%%
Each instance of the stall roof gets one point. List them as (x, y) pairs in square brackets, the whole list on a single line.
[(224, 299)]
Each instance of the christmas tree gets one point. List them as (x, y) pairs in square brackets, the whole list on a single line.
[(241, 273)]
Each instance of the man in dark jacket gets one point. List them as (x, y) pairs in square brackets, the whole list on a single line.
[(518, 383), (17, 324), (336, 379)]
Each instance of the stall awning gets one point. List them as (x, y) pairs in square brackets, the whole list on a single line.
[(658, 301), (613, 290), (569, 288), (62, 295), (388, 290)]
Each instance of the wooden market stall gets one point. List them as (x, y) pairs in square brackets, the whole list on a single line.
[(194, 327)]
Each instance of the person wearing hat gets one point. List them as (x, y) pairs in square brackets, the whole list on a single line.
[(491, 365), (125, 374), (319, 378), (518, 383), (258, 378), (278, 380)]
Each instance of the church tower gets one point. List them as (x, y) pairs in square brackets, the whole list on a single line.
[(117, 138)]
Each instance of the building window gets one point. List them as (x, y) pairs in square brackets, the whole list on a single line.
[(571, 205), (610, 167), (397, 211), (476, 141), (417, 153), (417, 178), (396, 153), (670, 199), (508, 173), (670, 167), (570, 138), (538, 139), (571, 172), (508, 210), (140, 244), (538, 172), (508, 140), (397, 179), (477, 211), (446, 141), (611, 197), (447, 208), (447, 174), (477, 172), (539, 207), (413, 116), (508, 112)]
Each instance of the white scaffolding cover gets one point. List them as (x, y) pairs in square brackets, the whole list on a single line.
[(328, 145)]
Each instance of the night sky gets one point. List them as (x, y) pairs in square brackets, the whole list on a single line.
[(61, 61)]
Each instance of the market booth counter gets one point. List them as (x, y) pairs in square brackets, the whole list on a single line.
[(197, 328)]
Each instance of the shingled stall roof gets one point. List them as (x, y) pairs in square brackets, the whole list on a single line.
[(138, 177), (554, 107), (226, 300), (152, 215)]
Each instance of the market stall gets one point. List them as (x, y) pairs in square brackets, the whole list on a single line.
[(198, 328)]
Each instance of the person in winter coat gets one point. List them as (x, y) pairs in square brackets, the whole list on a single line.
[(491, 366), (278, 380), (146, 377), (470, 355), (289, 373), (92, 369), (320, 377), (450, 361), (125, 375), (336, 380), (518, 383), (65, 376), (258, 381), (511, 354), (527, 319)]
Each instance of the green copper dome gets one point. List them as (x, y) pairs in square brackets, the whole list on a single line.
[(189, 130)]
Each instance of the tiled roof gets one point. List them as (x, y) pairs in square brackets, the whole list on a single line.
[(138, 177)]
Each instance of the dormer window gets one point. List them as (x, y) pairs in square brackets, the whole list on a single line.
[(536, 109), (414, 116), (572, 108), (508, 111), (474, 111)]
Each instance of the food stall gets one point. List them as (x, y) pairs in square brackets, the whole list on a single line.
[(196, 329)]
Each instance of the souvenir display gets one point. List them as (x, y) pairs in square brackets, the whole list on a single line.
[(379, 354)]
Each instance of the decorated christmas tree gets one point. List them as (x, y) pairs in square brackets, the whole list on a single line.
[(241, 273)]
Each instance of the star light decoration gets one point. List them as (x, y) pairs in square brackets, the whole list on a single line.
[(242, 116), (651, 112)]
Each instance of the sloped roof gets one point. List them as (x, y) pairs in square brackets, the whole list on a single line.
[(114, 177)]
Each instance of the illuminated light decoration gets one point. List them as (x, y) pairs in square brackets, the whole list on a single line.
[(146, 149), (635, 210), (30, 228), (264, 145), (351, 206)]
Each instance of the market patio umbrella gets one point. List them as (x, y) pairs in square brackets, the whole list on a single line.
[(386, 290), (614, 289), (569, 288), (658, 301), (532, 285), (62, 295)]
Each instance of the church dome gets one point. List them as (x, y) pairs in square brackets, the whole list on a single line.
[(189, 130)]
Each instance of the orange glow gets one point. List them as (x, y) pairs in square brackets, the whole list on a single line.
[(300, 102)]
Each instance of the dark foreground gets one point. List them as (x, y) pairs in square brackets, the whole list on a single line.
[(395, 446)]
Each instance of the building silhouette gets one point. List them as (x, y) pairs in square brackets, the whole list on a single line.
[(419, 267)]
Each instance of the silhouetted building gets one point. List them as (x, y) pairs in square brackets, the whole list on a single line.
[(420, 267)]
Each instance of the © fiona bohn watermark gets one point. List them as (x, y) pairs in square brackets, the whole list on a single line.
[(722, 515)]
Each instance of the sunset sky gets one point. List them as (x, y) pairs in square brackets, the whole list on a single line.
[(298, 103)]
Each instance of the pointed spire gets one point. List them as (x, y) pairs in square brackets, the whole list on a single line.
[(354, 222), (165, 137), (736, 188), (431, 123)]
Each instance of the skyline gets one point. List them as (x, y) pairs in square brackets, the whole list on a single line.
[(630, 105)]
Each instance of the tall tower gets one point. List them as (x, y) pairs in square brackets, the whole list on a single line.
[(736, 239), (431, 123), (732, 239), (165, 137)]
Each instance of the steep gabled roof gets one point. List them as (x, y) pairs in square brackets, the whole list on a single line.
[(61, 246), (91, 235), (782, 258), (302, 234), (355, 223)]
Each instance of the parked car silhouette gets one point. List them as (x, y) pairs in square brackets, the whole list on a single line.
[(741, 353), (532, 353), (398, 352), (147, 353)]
%%
### TASK REQUIREMENTS
Rewrite every one of the rows above as a two-column CSV with the header instruction,points. Put each row on its own line, with its text in the instruction column and its answer in the points column, each in a single quoted field and with any line breaks turned into spaces.

### THE ANSWER
instruction,points
"Each instance of the stall roof gets one point. List them as (x, y) pairs in square brackets, the whole list on a single line.","[(224, 299)]"
"Each instance of the christmas tree gets one point. List them as (x, y) pairs in square brackets, the whole list on a single line.","[(241, 273)]"
"Each instance of the man in dark jacket gets one point. List them as (x, y) pairs in square brackets, the whole list on a single line.","[(518, 383), (17, 324), (336, 379)]"
"Each instance of the stall awning gets one point. List them as (x, y) pairs in square brackets, the whole list on a single line.","[(658, 301), (613, 290), (569, 288), (62, 295), (388, 290)]"
"Each instance of the wooden market stall gets one point. List them as (x, y) pairs in square brackets, the whole list on a single line.","[(194, 327)]"
"Each instance of the person wearing hat gets one point. List them as (x, y) pairs in square brackets, the whole list on a single line.","[(491, 365), (125, 374), (319, 378), (518, 383), (258, 378), (278, 380)]"
"Each instance of the church tower gets one point. List them as (x, y) pairs in square brackets, the whole list on a single line.","[(117, 138)]"
"Each instance of the building window gets one point. List them as (x, y) pairs in square brackets, the whole list on a single line.","[(571, 205), (610, 167), (397, 211), (476, 141), (417, 153), (417, 178), (396, 153), (670, 199), (508, 173), (670, 167), (570, 138), (538, 139), (571, 172), (508, 210), (140, 244), (538, 172), (508, 140), (397, 179), (477, 211), (446, 141), (611, 197), (447, 208), (447, 174), (477, 172), (539, 207), (413, 116), (508, 112)]"
"Each instance of the white scaffolding cover gets one point. List them as (x, y) pairs in square brackets, the whole list on a single line.","[(328, 145)]"
"Each instance of the night sky gets one point. List them as (x, y) pairs in square brackets, the whole list on a single line.","[(61, 61)]"
"Each instance of the market booth counter gets one point. List them as (x, y) pairs in square brackets, the whole list on a single line.","[(197, 328)]"
"Each instance of the shingled stall roof gets one point. List them as (x, y) pairs in square brackets, the whole list on a single line.","[(138, 177), (554, 107), (226, 300), (152, 215)]"
"Each instance of the market stall gets one point. List them as (x, y) pairs in square brackets, the whole list on a single line.","[(198, 328)]"
"Each instance of the person in winter coat gets one point. List them as (x, y) pairs in square brackets, the whole list on a single line.","[(491, 366), (278, 380), (146, 377), (470, 355), (289, 373), (92, 369), (320, 377), (450, 361), (125, 375), (336, 380), (518, 383), (65, 376), (258, 381), (511, 354), (527, 319)]"
"Each instance of the green copper dome gets one point. List them as (x, y) pairs in square brackets, the whole list on a single line.","[(189, 130)]"
"Each instance of the tiled roof gets one point. List them as (x, y) pairs in square brackets, the whole list on a single line.","[(138, 177)]"
"Each instance of the dormer window gets one point. List them as (x, y) pairs in square brackets, the whole list on a single line.","[(536, 109), (414, 116), (572, 108), (508, 111), (474, 111)]"
"Each instance of the food stall gets one point. List them as (x, y) pairs in square brackets, the whole list on a single line.","[(196, 329)]"
"Each instance of the souvenir display gets one point. List them as (x, y) pairs in square brackets, the whole list on a single line.","[(379, 354)]"
"Each instance of the decorated christmas tree gets one point. List them as (x, y) pairs in square brackets, the whole list on a single line.","[(241, 273)]"
"Each instance of the star light decoration gets one point. List them as (x, y) pairs in square brackets, the whole list on a single line.","[(242, 116), (651, 112)]"
"Each instance of the sloped roof gets one point. List them as (x, y) pairs in square brackets, the whole list on a single line.","[(114, 177)]"
"Each instance of the illuminated light decoration gets one point. List them as (x, y) pairs in square brackets, the whole list on a single line.","[(146, 149), (635, 210), (30, 228), (264, 145), (351, 206)]"
"Each instance of the market patio umbrella gets one point. List them as (x, y) pairs in square brackets, the whole list on a single line.","[(386, 290), (614, 289), (569, 288), (658, 301), (532, 285), (62, 295)]"
"Each instance of the church dome gets one point. List them as (x, y) pairs in square brackets, the whole list on a single line.","[(189, 130)]"
"Each instance of the orange glow gets one point. List them as (x, y) pairs in square brackets, the whole list on a single line.","[(300, 102)]"
"Each instance of the dark foreground gets one point. List them as (x, y) pairs in square brackets, the whole list on a single line.","[(395, 446)]"
"Each instance of the building silhouette gets one point. List them as (x, y) pairs in square brackets, the whole list on a single line.","[(419, 267)]"
"Each instance of the silhouetted building gets one point. List them as (x, y) pairs in square brackets, the whole list on a single line.","[(420, 267)]"
"Each instance of the © fiona bohn watermark gets one point. List them as (x, y) pairs in square brackets, the whole list on a single line.","[(722, 515)]"
"Each instance of the sunset sky gets one point. List them as (x, y) pairs in square brackets, the whole list on a single line.","[(298, 103)]"
"Each instance of the pointed spire gets one point. List them as (x, y) pairs in square brackets, the whole list on a single line.","[(354, 222), (165, 137), (736, 188), (431, 123)]"
"Each instance of the skyline gets one point. List them as (x, y) pairs in square brackets, the whole list on a single line.","[(630, 105)]"
"Each instance of the tall tower gets one point. List them as (x, y) pairs in square brackets, the whole list on a single line.","[(736, 239), (431, 123), (732, 239), (165, 137)]"
"Each instance of the steep gabled roof gets one point. List them as (x, y) pairs in square brackets, the whole list on a single line.","[(61, 246), (91, 235), (782, 258), (302, 234), (355, 223)]"
"Each instance of the parked car silhouette gets one point. List them as (x, y) pairs in square brackets, the whole list on a single line.","[(741, 353), (532, 353), (398, 352), (147, 353)]"